*** Selected text

Kitchen sink salad

Indulge in the ultimate culinary delight with a Kitchen Sink Salad bursting with vibrant flavors and textures. A symphony of tastes in every bite!

Ingredients:

  • 2 cups loosely packed basil leaves
  • 3/4 cup balsamic vinegar
  • 1 clove garlic put through garlic press
  • 1 tablespoon Dijon mustard
  • 1/2 teaspoon salt
  • 1/2 cup extra-virgin olive oil
  • 3 pieces pancetta, roughly chopped
  • 2 tablespoons pine nuts
  • 1 (12-ounce) package mixed baby salad greens
  • 1/2 English cucumber, halved, diced 1/2-inch pieces
  • 1 large tomato, diced in 1/2-inch pieces
  • 12 kalamata olives, pitted and sliced in 1/2 vertically
  • 2 tablespoons crumbled Gorgonzola
  • Freshly cracked black pepper

Instructions:

  1. To make the dressing:
  2. Combine all ingredients except for olive oil in a blender. Pulse several times until they are well mixed. Then, turn on the blender and gradually pour in the olive oil. Refrigerate until you are ready to use it.

******

-- Actions to take --
[A] Render this sentence from the kitchen sink salad recipe into Spanish: "Refrigerate until you are ready to use it."
[B] Decide whether each statement agrees with the kitchen sink salad recipe. Answer yes or no, and quote the words of the recipe that settle it.
(i) The recipe calls for 3/4 cup of balsamic vinegar.
(ii) The olive oil goes into the blender with the other dressing ingredients at the start.
(iii) The olives are left whole.
[C] Extend the kitchen sink salad recipe beyond its final instruction by writing the remaining steps for putting the salad together.

*** Extracted information

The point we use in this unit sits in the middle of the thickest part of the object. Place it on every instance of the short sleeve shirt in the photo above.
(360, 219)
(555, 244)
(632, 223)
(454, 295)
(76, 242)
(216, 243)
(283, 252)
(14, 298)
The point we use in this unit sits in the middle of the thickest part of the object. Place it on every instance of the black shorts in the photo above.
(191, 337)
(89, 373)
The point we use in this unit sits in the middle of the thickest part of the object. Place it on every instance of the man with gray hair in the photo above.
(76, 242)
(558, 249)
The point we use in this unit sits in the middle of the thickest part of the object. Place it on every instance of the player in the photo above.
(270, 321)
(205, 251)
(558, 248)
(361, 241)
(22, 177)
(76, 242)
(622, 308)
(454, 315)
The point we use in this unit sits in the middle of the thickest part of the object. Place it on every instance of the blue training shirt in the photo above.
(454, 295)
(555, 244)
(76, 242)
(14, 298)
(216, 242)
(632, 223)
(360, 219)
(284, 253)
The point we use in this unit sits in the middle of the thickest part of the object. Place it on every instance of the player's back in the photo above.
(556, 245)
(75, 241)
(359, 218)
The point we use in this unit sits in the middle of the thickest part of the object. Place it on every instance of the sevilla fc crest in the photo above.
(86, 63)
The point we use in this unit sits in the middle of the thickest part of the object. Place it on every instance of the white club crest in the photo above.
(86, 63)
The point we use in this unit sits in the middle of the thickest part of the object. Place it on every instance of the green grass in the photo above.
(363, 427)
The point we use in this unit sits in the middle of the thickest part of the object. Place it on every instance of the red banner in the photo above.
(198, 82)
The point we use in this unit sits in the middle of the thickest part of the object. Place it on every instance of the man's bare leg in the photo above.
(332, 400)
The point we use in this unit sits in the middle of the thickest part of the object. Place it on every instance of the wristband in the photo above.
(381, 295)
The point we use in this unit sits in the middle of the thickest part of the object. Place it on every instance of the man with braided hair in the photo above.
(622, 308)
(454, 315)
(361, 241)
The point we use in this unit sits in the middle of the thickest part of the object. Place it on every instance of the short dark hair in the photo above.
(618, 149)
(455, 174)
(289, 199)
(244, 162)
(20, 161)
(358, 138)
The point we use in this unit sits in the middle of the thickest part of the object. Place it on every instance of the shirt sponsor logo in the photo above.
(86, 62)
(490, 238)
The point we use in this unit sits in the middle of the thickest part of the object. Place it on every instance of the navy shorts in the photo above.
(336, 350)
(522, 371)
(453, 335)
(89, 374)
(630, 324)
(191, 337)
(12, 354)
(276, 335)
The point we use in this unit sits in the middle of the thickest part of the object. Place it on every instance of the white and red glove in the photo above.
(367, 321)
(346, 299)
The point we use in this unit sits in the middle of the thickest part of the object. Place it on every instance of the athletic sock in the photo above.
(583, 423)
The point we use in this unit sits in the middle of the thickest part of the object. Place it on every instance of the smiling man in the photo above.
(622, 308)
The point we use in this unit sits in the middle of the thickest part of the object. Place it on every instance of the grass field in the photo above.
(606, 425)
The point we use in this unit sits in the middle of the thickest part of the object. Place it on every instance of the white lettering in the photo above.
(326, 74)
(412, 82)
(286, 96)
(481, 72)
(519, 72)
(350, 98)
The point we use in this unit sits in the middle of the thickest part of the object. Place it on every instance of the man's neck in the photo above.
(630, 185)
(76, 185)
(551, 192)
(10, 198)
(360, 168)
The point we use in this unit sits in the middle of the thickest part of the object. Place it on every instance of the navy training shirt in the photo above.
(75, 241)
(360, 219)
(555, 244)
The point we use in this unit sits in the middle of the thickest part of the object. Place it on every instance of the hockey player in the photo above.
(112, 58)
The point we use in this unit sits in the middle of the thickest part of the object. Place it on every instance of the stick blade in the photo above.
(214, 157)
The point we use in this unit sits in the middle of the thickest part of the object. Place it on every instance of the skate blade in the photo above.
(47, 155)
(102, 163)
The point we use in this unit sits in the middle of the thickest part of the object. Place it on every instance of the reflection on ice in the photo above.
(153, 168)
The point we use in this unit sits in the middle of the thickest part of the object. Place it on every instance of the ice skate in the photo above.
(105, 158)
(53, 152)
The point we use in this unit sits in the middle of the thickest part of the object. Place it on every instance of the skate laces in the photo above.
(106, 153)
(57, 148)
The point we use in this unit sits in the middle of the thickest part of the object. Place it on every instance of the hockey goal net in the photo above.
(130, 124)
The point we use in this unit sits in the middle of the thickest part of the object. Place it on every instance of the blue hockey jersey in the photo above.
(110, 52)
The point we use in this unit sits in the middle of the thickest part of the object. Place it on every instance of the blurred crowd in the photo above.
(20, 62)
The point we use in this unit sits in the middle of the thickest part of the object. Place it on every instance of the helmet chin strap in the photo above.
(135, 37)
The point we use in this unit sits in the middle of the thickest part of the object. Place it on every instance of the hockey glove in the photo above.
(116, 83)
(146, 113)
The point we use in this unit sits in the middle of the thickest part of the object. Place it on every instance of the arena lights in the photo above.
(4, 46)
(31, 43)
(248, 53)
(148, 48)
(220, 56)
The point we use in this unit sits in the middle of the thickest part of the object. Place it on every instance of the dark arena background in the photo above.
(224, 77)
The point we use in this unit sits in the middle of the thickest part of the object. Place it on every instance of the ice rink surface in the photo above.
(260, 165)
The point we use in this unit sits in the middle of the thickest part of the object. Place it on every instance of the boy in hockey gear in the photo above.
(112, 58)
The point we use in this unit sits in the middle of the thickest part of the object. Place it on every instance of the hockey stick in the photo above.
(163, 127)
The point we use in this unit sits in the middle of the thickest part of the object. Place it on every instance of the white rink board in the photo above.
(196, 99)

******
*** Extracted information

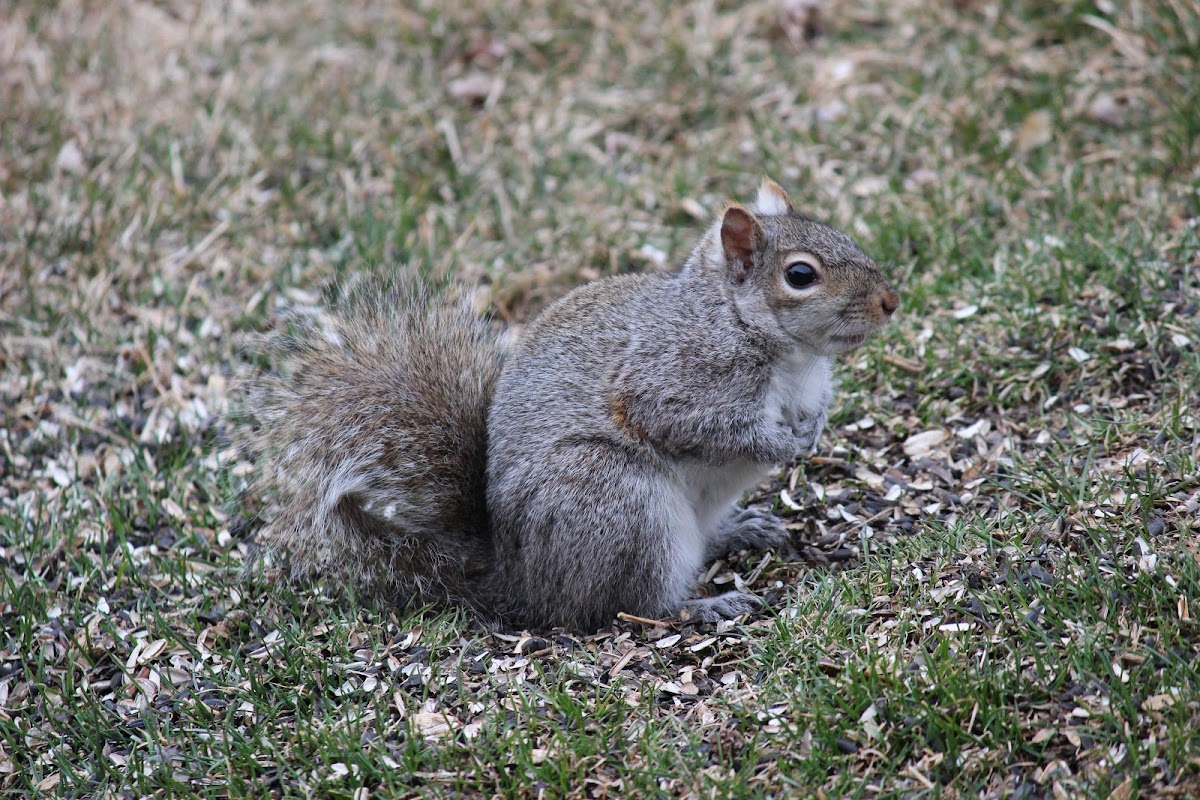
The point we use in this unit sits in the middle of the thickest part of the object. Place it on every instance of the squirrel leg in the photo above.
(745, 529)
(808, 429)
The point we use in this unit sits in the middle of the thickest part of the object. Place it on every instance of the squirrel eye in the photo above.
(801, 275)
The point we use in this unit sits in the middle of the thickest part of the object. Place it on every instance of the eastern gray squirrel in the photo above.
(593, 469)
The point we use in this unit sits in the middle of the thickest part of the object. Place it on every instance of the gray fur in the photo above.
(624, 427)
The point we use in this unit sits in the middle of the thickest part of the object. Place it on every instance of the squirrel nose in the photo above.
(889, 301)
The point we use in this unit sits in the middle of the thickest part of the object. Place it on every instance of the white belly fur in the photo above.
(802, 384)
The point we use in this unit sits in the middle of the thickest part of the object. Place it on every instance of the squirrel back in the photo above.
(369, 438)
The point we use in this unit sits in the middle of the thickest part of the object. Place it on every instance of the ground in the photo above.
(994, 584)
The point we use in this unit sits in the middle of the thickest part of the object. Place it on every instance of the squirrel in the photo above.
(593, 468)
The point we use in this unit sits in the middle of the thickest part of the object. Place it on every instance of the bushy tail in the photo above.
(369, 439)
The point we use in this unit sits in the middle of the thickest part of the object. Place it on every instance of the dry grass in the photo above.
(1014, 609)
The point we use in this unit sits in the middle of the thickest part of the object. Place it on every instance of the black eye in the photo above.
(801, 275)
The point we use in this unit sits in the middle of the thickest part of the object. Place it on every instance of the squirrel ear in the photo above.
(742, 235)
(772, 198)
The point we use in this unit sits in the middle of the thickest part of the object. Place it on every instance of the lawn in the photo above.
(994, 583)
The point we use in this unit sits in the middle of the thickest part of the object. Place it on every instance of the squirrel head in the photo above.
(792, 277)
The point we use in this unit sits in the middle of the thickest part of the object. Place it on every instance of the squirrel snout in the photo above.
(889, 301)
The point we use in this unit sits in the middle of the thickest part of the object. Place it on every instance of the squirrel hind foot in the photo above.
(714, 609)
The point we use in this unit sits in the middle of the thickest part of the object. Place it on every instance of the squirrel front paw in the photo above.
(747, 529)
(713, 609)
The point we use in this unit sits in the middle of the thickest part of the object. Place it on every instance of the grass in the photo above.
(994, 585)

******
*** Extracted information

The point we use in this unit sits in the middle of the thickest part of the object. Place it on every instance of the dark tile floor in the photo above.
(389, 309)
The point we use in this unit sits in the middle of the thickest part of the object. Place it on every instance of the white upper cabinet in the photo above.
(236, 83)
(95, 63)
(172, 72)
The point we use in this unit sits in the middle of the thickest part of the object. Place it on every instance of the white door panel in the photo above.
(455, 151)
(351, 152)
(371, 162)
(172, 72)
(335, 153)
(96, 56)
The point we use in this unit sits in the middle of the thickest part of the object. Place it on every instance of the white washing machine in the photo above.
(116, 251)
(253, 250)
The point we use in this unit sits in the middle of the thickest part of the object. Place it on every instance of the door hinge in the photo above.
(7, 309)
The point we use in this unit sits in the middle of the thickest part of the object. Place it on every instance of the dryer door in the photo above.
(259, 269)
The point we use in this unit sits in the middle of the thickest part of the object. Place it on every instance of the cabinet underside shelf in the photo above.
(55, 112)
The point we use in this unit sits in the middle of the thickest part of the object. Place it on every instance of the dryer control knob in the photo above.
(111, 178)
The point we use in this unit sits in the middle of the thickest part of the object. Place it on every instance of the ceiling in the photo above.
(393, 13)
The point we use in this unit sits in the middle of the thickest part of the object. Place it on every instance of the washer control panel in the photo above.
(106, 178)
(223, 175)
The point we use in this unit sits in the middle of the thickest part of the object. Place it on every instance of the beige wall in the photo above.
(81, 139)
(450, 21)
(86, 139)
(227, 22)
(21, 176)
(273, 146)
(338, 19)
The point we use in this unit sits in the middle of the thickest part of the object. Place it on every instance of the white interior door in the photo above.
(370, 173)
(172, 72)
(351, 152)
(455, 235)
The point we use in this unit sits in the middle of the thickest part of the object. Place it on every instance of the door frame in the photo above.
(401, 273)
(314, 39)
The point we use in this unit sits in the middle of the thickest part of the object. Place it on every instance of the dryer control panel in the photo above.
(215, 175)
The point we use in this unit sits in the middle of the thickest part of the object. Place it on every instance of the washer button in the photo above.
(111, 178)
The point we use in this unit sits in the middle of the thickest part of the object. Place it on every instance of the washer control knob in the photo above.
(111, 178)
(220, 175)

******

-- Answers for this exercise --
[A] Refrigérelo hasta que esté listo para usarlo.

[B]
(i) Yes: "3/4 cup balsamic vinegar"
(ii) No: "Combine all ingredients except for olive oil in a blender"
(iii) No: "pitted and sliced in 1/2 vertically"

[C]
  3. To prepare the salad:
  4. In a medium skillet over medium heat, cook the pancetta until it becomes crispy. Transfer it to a paper towel-lined plate to drain and cool. Wipe the skillet clean with a paper towel. In the same skillet over medium heat, lightly toast the pine nuts. Transfer them to a plate and let them cool. Wash and dry the greens, and place them in the refrigerator to chill for 10 to 15 minutes. You can also chill the individual salad plates or a platter if you are serving the salad family-style.
  5. When you are ready to serve, toss the salad greens, cucumber, and tomato together in a large bowl with just enough dressing to lightly coat the salad. Arrange the salad on the chilled individual plates or platter. Top the salad with the pancetta, pine nuts, olives, Gorgonzola, and freshly ground black pepper. Serve immediately.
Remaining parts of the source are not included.